= Selected text =
*** Block opens ***

I would love to leave the post at that, but I'm such a blabber mouth... I first heard this quote at stake temple night- 268 in attendance, Napa Stake is just so awesome. I secretly think that everyone was there to get a glimpse of Russell M. Nelson. He was invited, but had prior obligations. It was so cool to see so many people I knew at the temple. I kept saying, "This must be what heaven is like, seeing all the people you love!" I was hoping someone would laugh by the third time I said it, but I am obnoxious enough to have no one encourage me, even if it was funny. I went to the Saturday night session of stake conference where Russell M. Nelson did attend. WOW. It was amazing! I was in the very first row, right in front of the huge, expesive flower arrangement. Elder Nelson could have spit on me if he had a lisp. That's how close I was! I got to shake his hand after the session. Then, on Sunday morning, we got a new stake presidency and were very blessed to hear from Russell M. Nelson again! He said some amazing things that I feel are too sacred to type on my goofy blog. When the Sunday session was over, I picked Kaitlin up and rushed to the front to get her a glimpse of a true apostle. He shook her hand, said, "I love you, baby" kissed her sweet hand and then said, "don't you forget that!" I about lost it there. It was just so pure and gentle! I will never let her forget what an amazing experience that was. I have just had a fabulous week... full of experiences and realizations. I love my life, I love my family.
Katie and Ellie at Costa Vida, helping me enjoy my surrender to the right to sue by spending my hush money.
Jim and Jessica right after coming out of the temple. Notice Grandma in the background, "if you touch my granddaughter, you're dead meat, boy!"
Look at those gorgeous bridesmaids! Especially that chunky one in the homemade black and green dress.
We only look excited and mischievous going for the flowers on the cake because we haven't tasted the gum paste calla lilies yet. The 'after' picture's faces are too hideous to publish on the world wide web.
A whole roll of plastic wrap was used to encase Jim & Jessica's car. Honeymoon? Only if they can cut through the mass of food safe protectant.
We laughed so hard that it warranted a picture and gratuitous razzing.
So, the reason why I keep a journal is to document my incredibly stupid moments (I fill one journal a year), and to take notes at conference. I will not bore you with my conference notes, but I will tell you a funny story from said journal.
Saturday, May 20, 2006
Today I met a boy and I wondered if he noticed me, he took my breath away.... Wait a second! That's not my diary! That's poor Britney Spears' attempt at writing lyrics to a song. I listen to that CD way too much. Here's the real entry- I drove down to Santa Cruz to go to a workshop with my mom and to teach a cooking class with her. Before the cooking class I had an opportunity to attend two classes presented by other teachers.

*** Block closes ***

= Problems and tasks =
[1] Can you find each line in the records below that contains the string "positive" and copy those lines out?
[2] Would you carry on the family blog post above, starting right after its last sentence?

= Extracted information =
*** Block opens ***

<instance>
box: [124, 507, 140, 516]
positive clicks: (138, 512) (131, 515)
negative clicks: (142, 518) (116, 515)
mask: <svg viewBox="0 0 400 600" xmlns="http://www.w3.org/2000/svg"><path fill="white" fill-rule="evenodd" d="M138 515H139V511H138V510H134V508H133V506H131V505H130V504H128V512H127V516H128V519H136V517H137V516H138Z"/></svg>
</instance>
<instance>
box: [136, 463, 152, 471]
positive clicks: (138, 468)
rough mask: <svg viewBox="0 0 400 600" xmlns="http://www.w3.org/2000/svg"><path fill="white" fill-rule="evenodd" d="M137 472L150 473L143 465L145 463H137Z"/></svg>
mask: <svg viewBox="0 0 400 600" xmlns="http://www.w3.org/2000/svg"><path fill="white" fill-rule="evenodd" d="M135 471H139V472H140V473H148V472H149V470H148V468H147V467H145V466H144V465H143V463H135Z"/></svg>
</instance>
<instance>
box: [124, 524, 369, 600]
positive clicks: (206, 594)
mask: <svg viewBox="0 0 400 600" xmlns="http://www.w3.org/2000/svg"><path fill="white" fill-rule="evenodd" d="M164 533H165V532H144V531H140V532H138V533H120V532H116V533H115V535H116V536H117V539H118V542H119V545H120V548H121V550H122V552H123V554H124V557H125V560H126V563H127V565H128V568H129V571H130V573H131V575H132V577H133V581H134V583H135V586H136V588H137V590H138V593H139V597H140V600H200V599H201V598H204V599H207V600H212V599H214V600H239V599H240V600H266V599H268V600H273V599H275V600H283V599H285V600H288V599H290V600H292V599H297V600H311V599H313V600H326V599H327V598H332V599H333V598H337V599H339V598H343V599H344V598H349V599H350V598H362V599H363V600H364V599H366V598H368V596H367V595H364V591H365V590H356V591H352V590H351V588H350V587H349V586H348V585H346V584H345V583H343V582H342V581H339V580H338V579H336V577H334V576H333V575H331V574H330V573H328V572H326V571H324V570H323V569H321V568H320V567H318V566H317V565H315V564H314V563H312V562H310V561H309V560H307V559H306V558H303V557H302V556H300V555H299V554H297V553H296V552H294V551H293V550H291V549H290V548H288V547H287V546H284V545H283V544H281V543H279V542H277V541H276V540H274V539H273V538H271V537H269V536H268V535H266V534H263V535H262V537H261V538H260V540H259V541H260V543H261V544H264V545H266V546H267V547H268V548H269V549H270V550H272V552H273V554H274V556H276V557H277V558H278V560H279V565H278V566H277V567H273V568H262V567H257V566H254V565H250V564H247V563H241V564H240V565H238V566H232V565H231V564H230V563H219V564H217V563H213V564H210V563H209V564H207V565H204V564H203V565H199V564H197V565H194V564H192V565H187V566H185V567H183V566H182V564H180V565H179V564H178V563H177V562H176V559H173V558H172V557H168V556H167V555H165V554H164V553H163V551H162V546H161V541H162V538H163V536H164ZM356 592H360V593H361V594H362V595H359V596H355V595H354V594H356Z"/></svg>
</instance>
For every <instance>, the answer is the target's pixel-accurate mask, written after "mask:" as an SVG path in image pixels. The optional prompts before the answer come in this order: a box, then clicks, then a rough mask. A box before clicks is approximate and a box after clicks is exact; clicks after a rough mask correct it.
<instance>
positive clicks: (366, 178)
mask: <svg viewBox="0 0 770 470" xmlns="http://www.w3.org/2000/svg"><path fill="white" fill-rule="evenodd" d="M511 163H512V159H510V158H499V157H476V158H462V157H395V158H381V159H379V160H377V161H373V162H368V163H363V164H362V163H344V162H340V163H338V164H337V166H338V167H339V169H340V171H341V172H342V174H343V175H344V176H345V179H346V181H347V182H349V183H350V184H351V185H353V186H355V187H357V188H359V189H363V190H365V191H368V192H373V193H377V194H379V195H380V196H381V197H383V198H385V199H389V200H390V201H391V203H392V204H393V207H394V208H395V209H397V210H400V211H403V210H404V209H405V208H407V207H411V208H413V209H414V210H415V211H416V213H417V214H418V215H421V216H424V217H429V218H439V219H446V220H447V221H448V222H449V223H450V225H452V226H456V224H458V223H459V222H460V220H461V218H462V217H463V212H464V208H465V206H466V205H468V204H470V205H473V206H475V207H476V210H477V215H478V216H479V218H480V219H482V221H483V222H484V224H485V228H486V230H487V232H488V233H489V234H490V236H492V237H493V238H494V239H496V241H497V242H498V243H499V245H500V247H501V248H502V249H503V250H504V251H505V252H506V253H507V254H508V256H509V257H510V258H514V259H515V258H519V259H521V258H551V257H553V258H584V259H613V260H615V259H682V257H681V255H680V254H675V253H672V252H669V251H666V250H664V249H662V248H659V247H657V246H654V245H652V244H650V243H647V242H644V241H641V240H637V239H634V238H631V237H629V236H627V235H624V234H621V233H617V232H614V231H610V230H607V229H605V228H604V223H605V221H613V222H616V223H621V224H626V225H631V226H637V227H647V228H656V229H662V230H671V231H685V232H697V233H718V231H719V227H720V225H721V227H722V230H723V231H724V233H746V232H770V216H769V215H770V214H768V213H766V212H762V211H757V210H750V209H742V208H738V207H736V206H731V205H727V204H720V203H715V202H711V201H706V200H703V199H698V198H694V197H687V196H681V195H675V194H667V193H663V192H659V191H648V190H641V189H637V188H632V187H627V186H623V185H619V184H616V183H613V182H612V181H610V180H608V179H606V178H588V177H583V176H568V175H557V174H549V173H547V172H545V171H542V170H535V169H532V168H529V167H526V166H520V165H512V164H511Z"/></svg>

*** Block closes ***

= Answers to the exercises =
[1]
positive clicks: (138, 512) (131, 515)
positive clicks: (138, 468)
positive clicks: (206, 594)
positive clicks: (366, 178)

[2]
The first class offered was a book list review. The class was taught by a high school English teacher. She gave us a list of good books to read. I was super excited! I love reading and it's hard for my to find books I like. So, I did take home the list and got crack-a-lackin' by borrowing the first four at my local library. I would like to tell you all four books were fabulous, but I am not a liar- I only exaggerate. List went in the trash.
The next class I attended was a woodworking class. I got to make an incomplete set of coasters and break two power saws. Needless to say, the teacher did not give me an 'A'. But, I did learn a valuable lesson- use the doe eyes when you break a man's power tools. The batting eyelashes scare him.
For the last class, I helped my mom teach a cooking class. I was in charge of teaching how to make The Super Smoothie. This is a smoothie I make for my family that is packed with veggies as well as fruits. My little way of stickin' it to the man. I taught the class, passed out the smoothie, told a joke and ended up with smoothie dripping down my face. Note to self: never tell a joke to a drinking customer.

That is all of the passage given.